▸ **INSTRUCTION**: Your task is to print all of the material verbatim.

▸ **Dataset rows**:
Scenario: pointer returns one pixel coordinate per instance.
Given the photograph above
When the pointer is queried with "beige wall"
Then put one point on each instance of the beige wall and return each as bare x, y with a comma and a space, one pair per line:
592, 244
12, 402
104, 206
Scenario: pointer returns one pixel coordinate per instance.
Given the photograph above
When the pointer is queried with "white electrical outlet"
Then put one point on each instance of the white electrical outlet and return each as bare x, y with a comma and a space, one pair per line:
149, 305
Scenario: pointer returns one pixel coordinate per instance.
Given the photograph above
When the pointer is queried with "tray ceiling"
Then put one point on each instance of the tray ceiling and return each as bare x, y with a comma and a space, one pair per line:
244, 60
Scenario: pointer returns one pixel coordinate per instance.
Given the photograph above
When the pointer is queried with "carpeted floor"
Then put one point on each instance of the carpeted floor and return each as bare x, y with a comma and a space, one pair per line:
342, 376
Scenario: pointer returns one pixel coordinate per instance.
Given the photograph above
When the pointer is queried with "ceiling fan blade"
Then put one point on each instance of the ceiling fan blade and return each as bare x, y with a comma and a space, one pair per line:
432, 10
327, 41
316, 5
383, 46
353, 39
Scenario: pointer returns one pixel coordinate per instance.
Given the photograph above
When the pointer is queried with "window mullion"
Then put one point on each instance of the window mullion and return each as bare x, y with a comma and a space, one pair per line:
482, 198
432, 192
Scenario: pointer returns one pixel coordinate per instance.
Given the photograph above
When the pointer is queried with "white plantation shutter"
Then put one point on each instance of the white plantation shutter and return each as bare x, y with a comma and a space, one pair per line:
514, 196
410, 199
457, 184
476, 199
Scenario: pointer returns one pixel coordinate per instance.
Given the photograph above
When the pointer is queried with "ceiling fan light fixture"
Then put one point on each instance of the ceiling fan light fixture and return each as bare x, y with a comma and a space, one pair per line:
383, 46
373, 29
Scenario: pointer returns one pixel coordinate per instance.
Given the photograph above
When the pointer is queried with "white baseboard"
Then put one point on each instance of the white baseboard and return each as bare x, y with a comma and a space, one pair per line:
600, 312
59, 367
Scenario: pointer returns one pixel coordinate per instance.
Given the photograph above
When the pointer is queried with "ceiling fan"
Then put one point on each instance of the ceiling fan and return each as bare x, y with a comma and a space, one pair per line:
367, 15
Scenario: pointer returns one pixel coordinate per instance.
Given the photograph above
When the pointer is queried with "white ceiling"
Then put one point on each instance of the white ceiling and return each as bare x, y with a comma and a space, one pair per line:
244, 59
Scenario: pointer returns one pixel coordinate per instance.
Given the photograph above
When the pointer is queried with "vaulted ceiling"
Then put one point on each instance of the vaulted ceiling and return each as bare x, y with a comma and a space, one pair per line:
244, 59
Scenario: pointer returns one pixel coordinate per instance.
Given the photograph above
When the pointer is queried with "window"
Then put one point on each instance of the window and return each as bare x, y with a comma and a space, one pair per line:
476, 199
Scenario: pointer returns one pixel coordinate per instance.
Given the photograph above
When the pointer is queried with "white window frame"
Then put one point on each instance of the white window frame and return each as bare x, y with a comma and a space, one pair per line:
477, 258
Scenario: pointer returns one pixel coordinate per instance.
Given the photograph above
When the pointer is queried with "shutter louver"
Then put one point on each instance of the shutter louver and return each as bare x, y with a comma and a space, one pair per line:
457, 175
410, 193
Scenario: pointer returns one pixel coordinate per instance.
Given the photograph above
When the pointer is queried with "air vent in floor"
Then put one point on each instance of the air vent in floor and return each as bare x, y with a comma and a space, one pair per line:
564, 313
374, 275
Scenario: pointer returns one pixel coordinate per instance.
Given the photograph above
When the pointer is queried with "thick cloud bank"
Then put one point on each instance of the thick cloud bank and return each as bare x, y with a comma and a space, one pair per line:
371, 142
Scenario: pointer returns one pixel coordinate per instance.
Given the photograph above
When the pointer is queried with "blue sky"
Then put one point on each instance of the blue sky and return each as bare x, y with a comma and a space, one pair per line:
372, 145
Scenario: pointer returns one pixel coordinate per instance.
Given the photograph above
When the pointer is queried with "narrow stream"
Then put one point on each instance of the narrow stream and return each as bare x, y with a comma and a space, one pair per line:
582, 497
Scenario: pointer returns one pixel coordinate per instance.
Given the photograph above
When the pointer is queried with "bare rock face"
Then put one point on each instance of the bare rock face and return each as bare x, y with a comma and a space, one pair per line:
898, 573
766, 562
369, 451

▸ **FINAL ANSWER**:
Scenario: pointer returns one pixel coordinate per instance.
Given the photograph above
When the pointer is queried with "beige wall"
Then put one point on each instance of the beige wall and return each as bare x, y with a comma and a space, one pair per line:
592, 244
12, 402
104, 206
Scenario: pointer returns one pixel coordinate per instance.
Given the photograph above
When the pointer is queried with "white electrical outlet"
Then put one point on each instance of the white electrical outlet and return each as bare x, y with a comma and a space, one pair per line:
149, 305
Scenario: pointer returns one pixel coordinate per instance.
Given the photograph above
When the pointer is queried with "tray ceiling"
Then put one point on each instance of the tray ceiling and return each as bare x, y with a comma and a space, one pair per line:
244, 60
Scenario: pointer returns one pixel coordinate per instance.
Given the photograph above
When the pointer is queried with "carpeted floor"
Then put one point on each instance of the carpeted floor and return each as bare x, y with a comma and a space, one pair per line:
342, 376
Scenario: pointer returns one pixel coordinate per instance.
Given the photograph above
When the pointer is queried with "ceiling fan blade"
Then put one point on each instance of the ceiling fan blade and return each as bare x, y with a comma and a space, one pair per line:
432, 10
327, 41
316, 5
383, 46
353, 39
Scenario: pointer returns one pixel coordinate per instance.
Given the photograph above
When the pointer is queried with "window mullion"
Then put one point on each instance of the window mullion and return each as bare x, y with a comma and a space, one pair per line:
482, 198
432, 192
Scenario: pointer returns one pixel coordinate per instance.
Given the photograph above
When the pointer is queried with "white plantation shutter"
Then put one point on each instance of the white plantation shutter and return each as bare x, y with a comma and a space, one pair per line:
514, 196
410, 199
457, 184
476, 199
Scenario: pointer returns one pixel coordinate per instance.
Given the photograph above
When the pointer is queried with "ceiling fan light fixture"
Then put one point on each instance of the ceiling fan light fixture and return each as bare x, y with a comma and a space, one pair per line:
383, 46
373, 29
Scenario: pointer returns one pixel coordinate per instance.
Given the photograph above
When the pointer is queried with "white baseboard"
Then put one point on each instance of the white baseboard and return each as bare x, y with a comma and a space, one pair per line:
600, 312
59, 367
Scenario: pointer returns one pixel coordinate per instance.
Given the photograph above
When the pointer is queried with "ceiling fan"
Then put one point on each instance of the ceiling fan and return each as bare x, y with a comma and a space, one pair per line:
367, 15
Scenario: pointer returns one pixel coordinate per instance.
Given the photograph above
When the pointer is queried with "white ceiling"
Then put one point on each instance of the white ceiling and return each as bare x, y with a comma and a space, one pair per line:
244, 59
Scenario: pointer returns one pixel coordinate per instance.
Given the photograph above
When the pointer is queried with "vaulted ceiling"
Then put one point on each instance of the vaulted ceiling and return each as bare x, y with a comma and a space, one pair per line:
244, 59
Scenario: pointer returns one pixel coordinate per instance.
Given the photograph above
When the pointer is queried with "window"
Then put one point on each instance of the window and return each as bare x, y with a comma and a space, one pair per line:
476, 199
Scenario: pointer returns one pixel coordinate per instance.
Given the photograph above
When the pointer is queried with "white window frame"
Then put one point on each instance of the white window frame and return each as bare x, y with a comma and a space, one pair per line:
477, 258
Scenario: pointer returns one pixel coordinate per instance.
Given the photograph above
When the pointer is queried with "shutter louver"
Then put one point on each instance of the shutter louver and return each as bare x, y with a comma and a space, one pair per line:
457, 175
410, 193
Scenario: pointer returns one pixel coordinate per instance.
Given the photograph above
When the pointer is queried with "air vent in floor"
Then put one point on each instance of the air vent in floor and return each as bare x, y with a comma and a space, one pair per line:
564, 313
374, 275
Scenario: pointer returns one pixel coordinate per instance.
Given the photograph above
When the pointer is queried with "thick cloud bank"
Then put one point on each instance of the thick cloud bank and return each as bare x, y with a comma and a space, one pair per line:
371, 142
Scenario: pointer returns one pixel coordinate per instance.
Given the photograph above
When the pointer is queried with "blue sky"
Then put one point on each instance of the blue sky and return each as bare x, y with a comma and a space, one pair per line:
372, 145
Scenario: pointer returns one pixel coordinate per instance.
Given the photograph above
When the pointer is queried with "narrow stream"
Then put one point on each instance of the narrow stream and return each as bare x, y with a comma and a space, one pair per line:
582, 497
Scenario: pointer returns one pixel coordinate per instance.
Given the photograph above
When the pointer is queried with "bare rock face"
Then put one point on each instance of the bare rock face and return each as bare x, y with a comma and a space, one pair per line:
898, 573
766, 562
369, 451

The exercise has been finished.